### Texte proposé ###

On va revenir sur certaines de ces interrogations dans le cadre de l’examen de la liberté de réunion en Italie, avant et après le fascisme. Il paraît important de souligner que le choix de cette césure historique n’est pas fortuit. Il servira à montrer que l’atteinte à la liberté de réunion n’a pas attendu l’arrivée du fascisme pour s’installer et se développer dans la péninsule dès la fin du XIXe siècle, dans la période dite de « l’État libéral » qui est également marquée par une forme de gouvernement autoritaire au service de la domination de la bourgeoisie sur la société italienne (I). Après le fascisme, en revanche, la Constitution républicaine a posé les bases d’un régime protecteur des droits et libertés et en particulier de la liberté de réunion. Toutefois, ce dispositif constitutionnel qui organise la garantie de la liberté de réunion a été en partie mis en échec par la conservation, après l’entrée en vigueur de la constitution, de dispositions du TULPS, ce texte de la loi sur la sécurité publique issue de la période fasciste. En effet, en l’absence d’une intervention du législateur pour réviser intégralement cette législation autoritaire toujours en vigueur à l’époque républicaine, c’est la jurisprudence constitutionnelle qui a souvent été amenée à trancher des questions relatives à sa constitutionnalité. Cette jurisprudence n’a pourtant pas levé tous les doutes que l’on peut avoir sur la conformité de ces dispositions d’inspiration fasciste à la Constitution (II).

 

I. La liberté de réunion avant le fascisme : l’histoire d’une dérive autoritaire

 

L’importance de la liberté de réunion fut soulignée dans un article de fond paru dans la revue Critica sociale le 16 mars 1860 :

Le contexte socio-économique dans lequel intervient la consécration de la liberté de réunion mérite d’être rappelé. L’industrialisation, les crises économiques fin XIXe-début XXe siècle, l’extrême pauvreté tant dans les villes que dans les campagnes, la domination de la bourgeoisie sur le système politique (suffrage censitaire) sont à l’origine de la montée des organisations de masse socialistes et catholiques en Italie. Le développement de ces organisations entraîne une multiplication de réunions qui ont en commun de permettre l’exercice d’une pression sur le cours des évènements politiques.

Il convient s’arrêter un instant sur la formulation de l’article 32 du Statut Albertin qui fait un sort particulier aux réunions dans un lieu public ou ouvertes au public, qui restent entièrement soumises aux lois de polices[10]. Concernant ces lois de police, deux textes sont à retenir : la loi 2248/1865, plutôt libérale (A) et le texte unique sur les lois de sécurité publique 6144/1889 plutôt restrictif (B).

### Informations fournies ###

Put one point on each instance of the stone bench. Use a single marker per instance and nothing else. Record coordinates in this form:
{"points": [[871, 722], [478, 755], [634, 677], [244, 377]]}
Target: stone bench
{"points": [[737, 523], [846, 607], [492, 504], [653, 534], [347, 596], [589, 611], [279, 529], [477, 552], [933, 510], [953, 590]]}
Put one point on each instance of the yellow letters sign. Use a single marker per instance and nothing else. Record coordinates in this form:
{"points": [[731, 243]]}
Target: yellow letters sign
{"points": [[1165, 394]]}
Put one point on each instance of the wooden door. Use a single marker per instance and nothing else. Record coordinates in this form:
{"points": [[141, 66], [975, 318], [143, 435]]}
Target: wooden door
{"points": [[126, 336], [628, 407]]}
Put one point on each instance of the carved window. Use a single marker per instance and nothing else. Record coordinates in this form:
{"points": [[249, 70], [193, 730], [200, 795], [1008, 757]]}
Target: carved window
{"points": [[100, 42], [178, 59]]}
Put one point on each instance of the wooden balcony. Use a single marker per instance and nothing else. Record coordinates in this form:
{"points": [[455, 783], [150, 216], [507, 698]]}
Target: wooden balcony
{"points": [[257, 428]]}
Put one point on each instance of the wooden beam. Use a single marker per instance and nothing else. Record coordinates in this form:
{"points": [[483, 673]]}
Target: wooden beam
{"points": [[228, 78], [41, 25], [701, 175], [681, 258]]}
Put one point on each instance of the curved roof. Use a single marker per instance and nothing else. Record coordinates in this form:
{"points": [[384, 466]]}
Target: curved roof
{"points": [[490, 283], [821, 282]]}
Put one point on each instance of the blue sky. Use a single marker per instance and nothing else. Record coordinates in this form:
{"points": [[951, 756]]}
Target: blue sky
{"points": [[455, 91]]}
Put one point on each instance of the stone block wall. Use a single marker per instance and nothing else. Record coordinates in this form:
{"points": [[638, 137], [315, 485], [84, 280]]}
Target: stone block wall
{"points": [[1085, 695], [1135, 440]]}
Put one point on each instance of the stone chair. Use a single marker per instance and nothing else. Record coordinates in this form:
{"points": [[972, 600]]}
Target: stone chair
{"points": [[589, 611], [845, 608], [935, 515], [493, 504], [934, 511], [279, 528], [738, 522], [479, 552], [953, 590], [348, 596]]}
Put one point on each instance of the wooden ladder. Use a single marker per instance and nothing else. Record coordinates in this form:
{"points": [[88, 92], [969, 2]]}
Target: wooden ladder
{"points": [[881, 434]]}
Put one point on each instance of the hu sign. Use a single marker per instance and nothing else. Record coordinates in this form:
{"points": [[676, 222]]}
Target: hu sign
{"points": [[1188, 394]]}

###

◆ Exercices à réaliser:
1) D'après le texte proposé, quel texte législatif de la période fasciste a été en partie conservé après l'entrée en vigueur de la Constitution républicaine ?
2) Présentez sous forme de liste, en conservant ses faits essentiels, le paragraphe du texte proposé qui commence par « Le contexte socio-économique dans lequel ».
3) Recopiez le passage du texte proposé allant de « Il convient s’arrêter » jusqu'à « publique 6144/1889 plutôt restrictif (B). », en renommant « Statut Albertin » en « Statuto Albertino ».

◆ Corrigés ci-dessous:
1) Le TULPS, la loi sur la sécurité publique issue de la période fasciste.

2)
- Facteurs à l'origine de la montée des organisations de masse socialistes et catholiques en Italie :
  - l'industrialisation ;
  - les crises économiques de la fin du XIXe et du début du XXe siècle ;
  - l'extrême pauvreté, dans les villes comme dans les campagnes ;
  - la domination de la bourgeoisie sur le système politique (suffrage censitaire).
- Conséquence : le développement de ces organisations multiplie les réunions, qui permettent toutes d'exercer une pression sur le cours des évènements politiques.

3)
Il convient s’arrêter un instant sur la formulation de l’article 32 du Statuto Albertino qui fait un sort particulier aux réunions dans un lieu public ou ouvertes au public, qui restent entièrement soumises aux lois de polices[10]. Concernant ces lois de police, deux textes sont à retenir : la loi 2248/1865, plutôt libérale (A) et le texte unique sur les lois de sécurité publique 6144/1889 plutôt restrictif (B).